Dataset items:

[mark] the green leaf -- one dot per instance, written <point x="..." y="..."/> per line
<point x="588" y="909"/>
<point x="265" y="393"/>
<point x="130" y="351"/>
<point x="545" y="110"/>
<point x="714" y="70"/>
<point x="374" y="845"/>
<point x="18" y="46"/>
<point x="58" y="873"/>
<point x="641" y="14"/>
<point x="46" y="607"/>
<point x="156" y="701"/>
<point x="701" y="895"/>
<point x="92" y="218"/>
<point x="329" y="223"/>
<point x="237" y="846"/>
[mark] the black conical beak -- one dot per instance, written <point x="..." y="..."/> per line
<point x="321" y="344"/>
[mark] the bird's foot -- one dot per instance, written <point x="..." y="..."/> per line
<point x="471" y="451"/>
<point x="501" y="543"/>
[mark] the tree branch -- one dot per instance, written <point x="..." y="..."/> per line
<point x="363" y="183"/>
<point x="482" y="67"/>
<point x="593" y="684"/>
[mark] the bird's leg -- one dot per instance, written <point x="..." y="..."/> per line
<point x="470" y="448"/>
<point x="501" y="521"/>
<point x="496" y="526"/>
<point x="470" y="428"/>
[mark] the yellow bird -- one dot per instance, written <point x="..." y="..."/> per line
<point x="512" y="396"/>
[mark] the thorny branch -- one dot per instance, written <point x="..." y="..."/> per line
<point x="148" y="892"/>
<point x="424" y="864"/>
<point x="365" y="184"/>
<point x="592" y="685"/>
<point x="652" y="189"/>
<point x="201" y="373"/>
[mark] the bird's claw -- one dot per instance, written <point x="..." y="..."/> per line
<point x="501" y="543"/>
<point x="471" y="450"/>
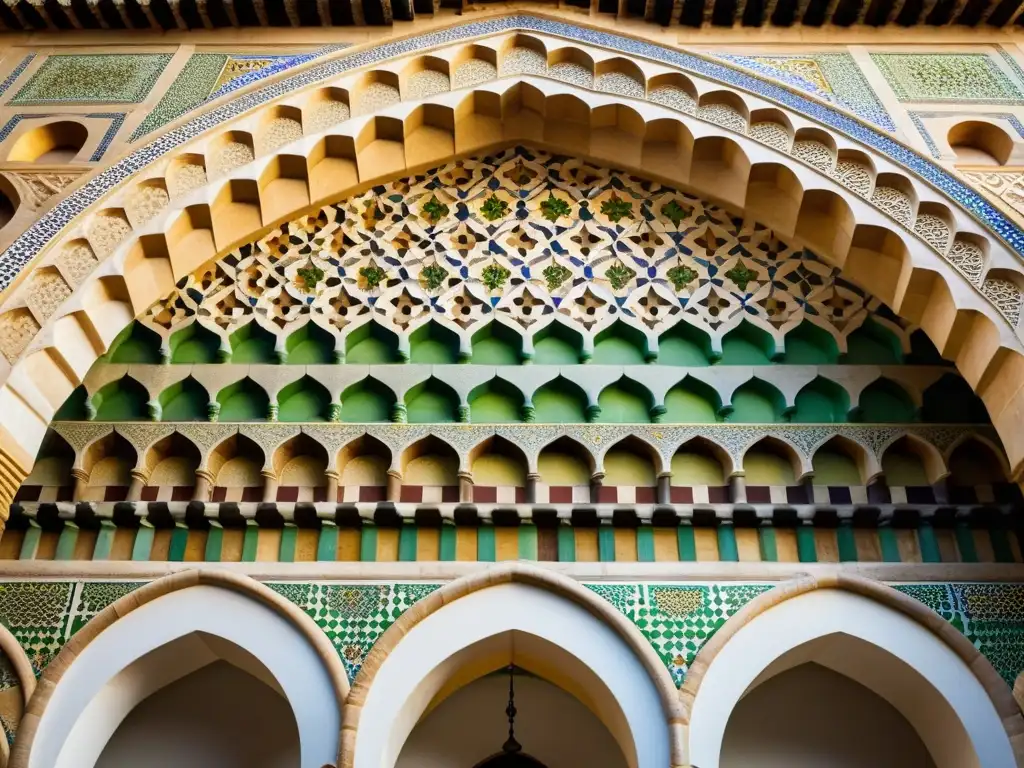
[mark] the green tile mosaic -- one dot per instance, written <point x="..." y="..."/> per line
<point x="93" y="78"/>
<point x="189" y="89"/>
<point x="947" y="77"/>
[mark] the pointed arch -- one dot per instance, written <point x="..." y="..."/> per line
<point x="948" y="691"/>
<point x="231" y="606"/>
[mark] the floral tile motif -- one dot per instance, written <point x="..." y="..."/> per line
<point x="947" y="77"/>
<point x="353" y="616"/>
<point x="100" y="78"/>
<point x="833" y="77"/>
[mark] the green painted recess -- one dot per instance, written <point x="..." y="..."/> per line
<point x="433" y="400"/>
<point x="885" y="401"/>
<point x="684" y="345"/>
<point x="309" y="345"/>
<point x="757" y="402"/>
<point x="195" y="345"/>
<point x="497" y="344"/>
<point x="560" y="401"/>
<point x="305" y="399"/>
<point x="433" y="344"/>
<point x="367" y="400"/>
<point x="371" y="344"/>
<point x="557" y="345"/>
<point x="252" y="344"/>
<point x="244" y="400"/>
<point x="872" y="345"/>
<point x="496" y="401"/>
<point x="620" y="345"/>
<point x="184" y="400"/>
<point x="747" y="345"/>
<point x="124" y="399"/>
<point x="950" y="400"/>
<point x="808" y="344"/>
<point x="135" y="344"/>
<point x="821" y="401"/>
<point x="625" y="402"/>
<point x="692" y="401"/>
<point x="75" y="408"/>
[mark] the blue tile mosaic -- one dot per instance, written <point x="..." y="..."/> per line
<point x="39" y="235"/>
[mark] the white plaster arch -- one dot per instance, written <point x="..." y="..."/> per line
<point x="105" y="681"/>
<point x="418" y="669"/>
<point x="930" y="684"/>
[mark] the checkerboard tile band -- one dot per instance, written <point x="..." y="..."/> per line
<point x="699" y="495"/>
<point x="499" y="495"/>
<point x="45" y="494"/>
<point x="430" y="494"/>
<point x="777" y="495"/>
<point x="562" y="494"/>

--

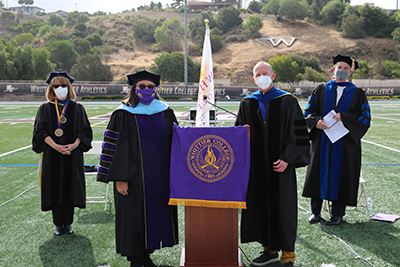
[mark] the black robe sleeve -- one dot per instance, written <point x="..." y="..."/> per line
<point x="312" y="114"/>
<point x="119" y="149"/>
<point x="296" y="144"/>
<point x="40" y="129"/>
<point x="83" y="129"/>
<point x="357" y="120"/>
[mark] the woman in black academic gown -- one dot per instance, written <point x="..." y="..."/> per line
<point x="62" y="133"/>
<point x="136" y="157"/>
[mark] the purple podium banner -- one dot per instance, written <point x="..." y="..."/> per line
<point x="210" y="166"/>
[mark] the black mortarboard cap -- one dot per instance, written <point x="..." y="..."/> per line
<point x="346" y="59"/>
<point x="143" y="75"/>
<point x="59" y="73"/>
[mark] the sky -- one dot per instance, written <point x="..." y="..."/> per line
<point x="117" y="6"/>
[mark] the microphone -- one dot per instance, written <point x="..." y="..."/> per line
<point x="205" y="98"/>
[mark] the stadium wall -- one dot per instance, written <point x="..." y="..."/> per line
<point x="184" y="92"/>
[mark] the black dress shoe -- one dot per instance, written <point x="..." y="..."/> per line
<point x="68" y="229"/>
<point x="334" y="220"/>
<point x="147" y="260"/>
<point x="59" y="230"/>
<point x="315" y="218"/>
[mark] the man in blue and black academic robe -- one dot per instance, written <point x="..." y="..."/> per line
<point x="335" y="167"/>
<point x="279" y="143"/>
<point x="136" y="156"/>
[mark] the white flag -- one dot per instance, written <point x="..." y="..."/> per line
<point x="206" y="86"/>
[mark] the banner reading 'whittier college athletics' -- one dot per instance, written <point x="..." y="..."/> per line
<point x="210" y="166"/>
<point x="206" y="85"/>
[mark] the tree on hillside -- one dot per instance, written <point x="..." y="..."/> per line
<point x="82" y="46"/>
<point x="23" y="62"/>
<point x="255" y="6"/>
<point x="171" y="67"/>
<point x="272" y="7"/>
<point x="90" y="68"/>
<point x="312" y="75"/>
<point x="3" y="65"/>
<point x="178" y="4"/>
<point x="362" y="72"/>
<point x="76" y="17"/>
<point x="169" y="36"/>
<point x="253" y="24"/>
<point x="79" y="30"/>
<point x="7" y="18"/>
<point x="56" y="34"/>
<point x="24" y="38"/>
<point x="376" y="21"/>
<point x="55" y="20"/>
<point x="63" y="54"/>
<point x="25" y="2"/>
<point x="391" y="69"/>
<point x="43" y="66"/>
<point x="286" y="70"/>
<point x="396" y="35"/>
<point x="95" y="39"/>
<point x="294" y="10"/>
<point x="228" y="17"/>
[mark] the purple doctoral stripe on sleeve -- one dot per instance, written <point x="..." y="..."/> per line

- [Prompt]:
Copy out the rows, beginning with the line that contains "[mark] the stadium" and continuing through the line that contains "[mark] the purple doctoral", keeping every character the same.

- [Result of this exercise]:
[mark] the stadium wall -- one dot per instance, written <point x="..." y="..."/> per line
<point x="184" y="92"/>
[mark] the black dress shoe -- one dot per instance, written <point x="..." y="..."/> per line
<point x="68" y="229"/>
<point x="334" y="220"/>
<point x="147" y="260"/>
<point x="59" y="230"/>
<point x="315" y="218"/>
[mark] the man in blue and black academic robe -- one dot per instance, written <point x="..." y="..."/> per line
<point x="335" y="167"/>
<point x="279" y="143"/>
<point x="136" y="156"/>
[mark] the white flag -- one dot per instance, written <point x="..." y="..."/> per line
<point x="206" y="86"/>
[mark] the banner reading 'whittier college athletics' -- one dot per instance, written <point x="..." y="..."/> per line
<point x="210" y="166"/>
<point x="206" y="85"/>
[mark] the tree on hillside -- one dot per instance, written <point x="..." y="..."/> per line
<point x="82" y="46"/>
<point x="23" y="62"/>
<point x="255" y="6"/>
<point x="171" y="67"/>
<point x="272" y="7"/>
<point x="90" y="68"/>
<point x="312" y="75"/>
<point x="3" y="65"/>
<point x="178" y="4"/>
<point x="362" y="72"/>
<point x="76" y="17"/>
<point x="169" y="36"/>
<point x="253" y="24"/>
<point x="79" y="30"/>
<point x="7" y="18"/>
<point x="56" y="34"/>
<point x="24" y="38"/>
<point x="376" y="21"/>
<point x="55" y="20"/>
<point x="63" y="54"/>
<point x="25" y="2"/>
<point x="391" y="69"/>
<point x="43" y="66"/>
<point x="286" y="70"/>
<point x="396" y="35"/>
<point x="95" y="39"/>
<point x="294" y="10"/>
<point x="228" y="17"/>
[mark] the purple doctoral stripe on sleeve -- one dot per instance, written <point x="..." y="..."/> per line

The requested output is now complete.